WHAT YOU ARE ASKED TO DO:
This exercise calls for all the entries that follow to be set down exactly, without their images.

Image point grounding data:
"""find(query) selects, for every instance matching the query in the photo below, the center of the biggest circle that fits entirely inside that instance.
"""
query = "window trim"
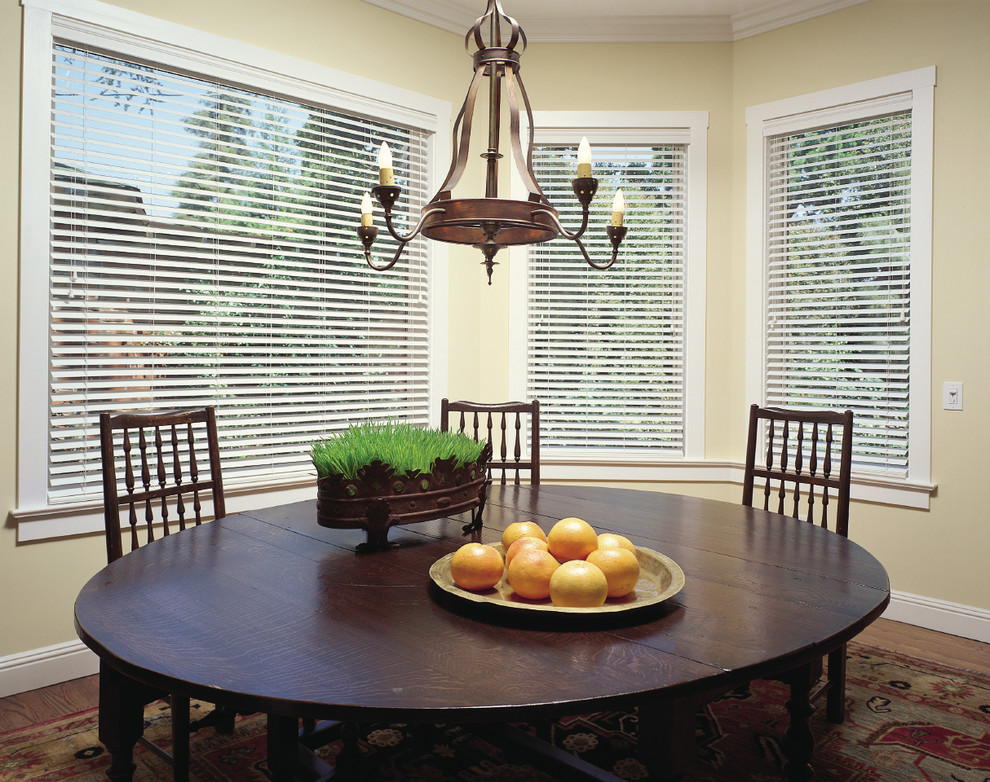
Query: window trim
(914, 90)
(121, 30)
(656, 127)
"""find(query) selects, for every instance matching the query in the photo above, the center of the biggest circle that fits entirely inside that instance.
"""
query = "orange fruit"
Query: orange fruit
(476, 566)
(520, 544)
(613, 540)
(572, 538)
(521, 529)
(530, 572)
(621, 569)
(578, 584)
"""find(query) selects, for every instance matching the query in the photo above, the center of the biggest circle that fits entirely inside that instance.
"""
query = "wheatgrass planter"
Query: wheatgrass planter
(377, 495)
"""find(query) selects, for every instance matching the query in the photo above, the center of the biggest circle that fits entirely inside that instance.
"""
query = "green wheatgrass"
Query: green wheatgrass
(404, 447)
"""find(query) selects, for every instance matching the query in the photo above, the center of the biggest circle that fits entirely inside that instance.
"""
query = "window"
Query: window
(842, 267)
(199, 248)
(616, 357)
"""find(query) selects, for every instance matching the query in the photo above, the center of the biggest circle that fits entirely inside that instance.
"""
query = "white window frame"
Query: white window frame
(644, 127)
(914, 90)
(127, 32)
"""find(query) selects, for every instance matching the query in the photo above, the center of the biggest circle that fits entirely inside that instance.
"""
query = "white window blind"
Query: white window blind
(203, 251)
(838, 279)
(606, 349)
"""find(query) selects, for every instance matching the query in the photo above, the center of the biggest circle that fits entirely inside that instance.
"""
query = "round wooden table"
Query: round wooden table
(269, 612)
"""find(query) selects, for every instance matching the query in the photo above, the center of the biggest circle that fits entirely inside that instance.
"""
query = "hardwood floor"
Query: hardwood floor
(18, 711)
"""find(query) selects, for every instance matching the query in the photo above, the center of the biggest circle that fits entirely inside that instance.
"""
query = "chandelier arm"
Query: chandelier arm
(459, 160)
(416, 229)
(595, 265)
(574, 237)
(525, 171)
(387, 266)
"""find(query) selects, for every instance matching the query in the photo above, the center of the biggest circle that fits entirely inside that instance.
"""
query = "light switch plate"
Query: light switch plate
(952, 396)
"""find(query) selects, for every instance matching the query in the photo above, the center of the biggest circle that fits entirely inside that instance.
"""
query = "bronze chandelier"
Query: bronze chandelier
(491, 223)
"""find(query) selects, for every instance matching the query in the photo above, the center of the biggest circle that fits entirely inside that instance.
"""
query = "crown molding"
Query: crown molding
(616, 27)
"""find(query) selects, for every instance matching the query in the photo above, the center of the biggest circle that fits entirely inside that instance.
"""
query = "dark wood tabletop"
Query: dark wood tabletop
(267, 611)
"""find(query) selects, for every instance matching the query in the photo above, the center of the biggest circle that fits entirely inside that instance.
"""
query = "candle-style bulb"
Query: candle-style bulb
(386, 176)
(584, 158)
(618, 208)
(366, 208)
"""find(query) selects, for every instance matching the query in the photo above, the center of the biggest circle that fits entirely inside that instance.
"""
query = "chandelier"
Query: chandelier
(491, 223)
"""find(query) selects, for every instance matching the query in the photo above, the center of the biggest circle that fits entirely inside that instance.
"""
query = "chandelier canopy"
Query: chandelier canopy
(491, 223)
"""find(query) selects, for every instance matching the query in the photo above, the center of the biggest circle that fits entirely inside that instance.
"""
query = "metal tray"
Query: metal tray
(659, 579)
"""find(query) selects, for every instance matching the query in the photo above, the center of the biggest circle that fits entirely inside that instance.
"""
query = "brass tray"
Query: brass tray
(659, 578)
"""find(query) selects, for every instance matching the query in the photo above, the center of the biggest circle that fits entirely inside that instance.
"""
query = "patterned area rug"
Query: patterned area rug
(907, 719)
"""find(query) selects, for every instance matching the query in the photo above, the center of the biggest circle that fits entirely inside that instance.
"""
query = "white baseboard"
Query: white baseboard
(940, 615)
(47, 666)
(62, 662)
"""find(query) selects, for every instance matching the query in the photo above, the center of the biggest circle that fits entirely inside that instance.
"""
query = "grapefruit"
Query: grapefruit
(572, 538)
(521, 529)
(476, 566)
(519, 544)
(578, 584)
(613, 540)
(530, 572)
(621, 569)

ANSWER SECTION:
"""find(query) selects, for every instance matching the query in the photo below, the center of the biggest circle that fits entirely inside that instance.
"""
query = "window trim"
Query: window trim
(914, 90)
(121, 30)
(656, 127)
"""find(query) selects, for every instance matching the query in the photo above, the center of the biggest circle that fits entirely inside that instance.
"""
query = "orange fruit"
Query: orange fruit
(476, 566)
(520, 544)
(613, 540)
(572, 538)
(521, 529)
(530, 572)
(621, 569)
(578, 584)
"""find(query) selects, for every instance matching the query in the photo above, the center of the biggest circle that fits entirely inside that instance.
"""
query = "wheatgrass planter"
Query: wheatgrass planter
(377, 495)
"""find(query) selects, for every instance matching the query in the photo above, the center of the biggest circle that fits entirely inside that instance.
"""
query = "green wheatgrass"
Query: green wheatgrass
(404, 447)
"""find(query) selects, for every instance matching the query in the photo above, the center of the biggest circle that fits entirely inside that instance.
"""
query = "window"
Query: window
(842, 267)
(199, 248)
(616, 357)
"""find(query) selects, for every instance matching the query in the photo above, the center of the biggest circle that fits entirely inside that instance.
"""
query = "white window frame"
Query: white window frame
(644, 127)
(914, 90)
(127, 32)
"""find(query) selects, for every instance matching the query in the photo above, the center of the biggest circle that fits entirely inside that instance.
"""
query = "white window blind"
Query: white window blind
(203, 251)
(838, 279)
(606, 349)
"""find(query) selects, for every instance matching the query in the photo above, the center of the biggest circle that fits entirely inside that instance.
"""
query = "round wooden table"
Query: round wooden table
(269, 612)
"""find(query) selects, for every instance matching the query in the photo above, the center of the biggest circle that fits entirely inside that instance.
"""
query = "hardwood floor"
Query: hardwood floor
(18, 711)
"""find(query) selects, for every instance matching the query in the photo above, the center of the biggest circle that fits entirely inside that instance.
"""
query = "chandelier arm"
Query: chandelier arm
(459, 160)
(416, 229)
(595, 265)
(574, 237)
(525, 171)
(387, 266)
"""find(query) selects, for every instance matching the query in the photo above, the center of the biggest circle that fits entirely inside that instance.
"""
query = "light switch plate"
Query: light switch plate
(952, 396)
"""find(query) selects, for every instance matching the query in the photo above, the center of the biggest circle that fits entirely inside that instance.
"""
query = "bronze chandelier"
Query: bronze chandelier
(491, 223)
"""find(query) selects, for every instance matching the query in the photo above, the center of the biggest circle that fits entirely inside that instance.
"""
query = "crown molding"
Query: crown molding
(616, 27)
"""find(query) selects, for every instance matching the query in the photo above, the center of the biggest circle that fits entirely inside that instance.
"""
query = "dark wood tabletop"
Query: dark wood tabletop
(267, 611)
"""find(query) selects, for every instance matching the query in the photo above, the center of the biggest circle that fits entirely inside that instance.
"""
query = "candle-style bulb"
Query: candle-style bulb
(386, 176)
(584, 158)
(618, 208)
(366, 208)
"""find(query) selects, for every instance matching the query in the photo above, the center of the biggest circle that fits entirely inside that instance.
"""
query = "chandelier"
Query: chandelier
(491, 223)
"""find(query) selects, for every instance matching the query in the photo above, the center of the biggest circle that fits entirely inside that instance.
"""
query = "chandelier canopy"
Query: chandelier canopy
(491, 223)
"""find(query) selects, for every instance matching the query in the photo above, the center of the biggest circle that fits entirely inside that instance.
"""
query = "metal tray"
Query: metal tray
(659, 579)
"""find(query) selects, for every instance matching the query in the photo above, the center of the biggest circle that fits entirely inside that instance.
"""
query = "brass tray"
Query: brass tray
(659, 578)
"""find(query) selects, for every instance matching the query in the photo above, the center of the biggest circle that fits entirely inside that instance.
"""
query = "patterned area rug"
Query: patterned area rug
(907, 719)
"""find(query) selects, for every instance matching the query in the photo above, the center of the biggest circle that fits entirely inside that instance.
"""
query = "white baseboard"
Query: white baseboard
(940, 615)
(47, 666)
(62, 662)
"""find(query) selects, for every instance matching the query in the photo above, the center of the biggest circle that fits entirely inside that instance.
"""
query = "grapefruit"
Query: grapefruit
(572, 538)
(521, 529)
(476, 566)
(519, 544)
(578, 584)
(613, 540)
(530, 572)
(621, 569)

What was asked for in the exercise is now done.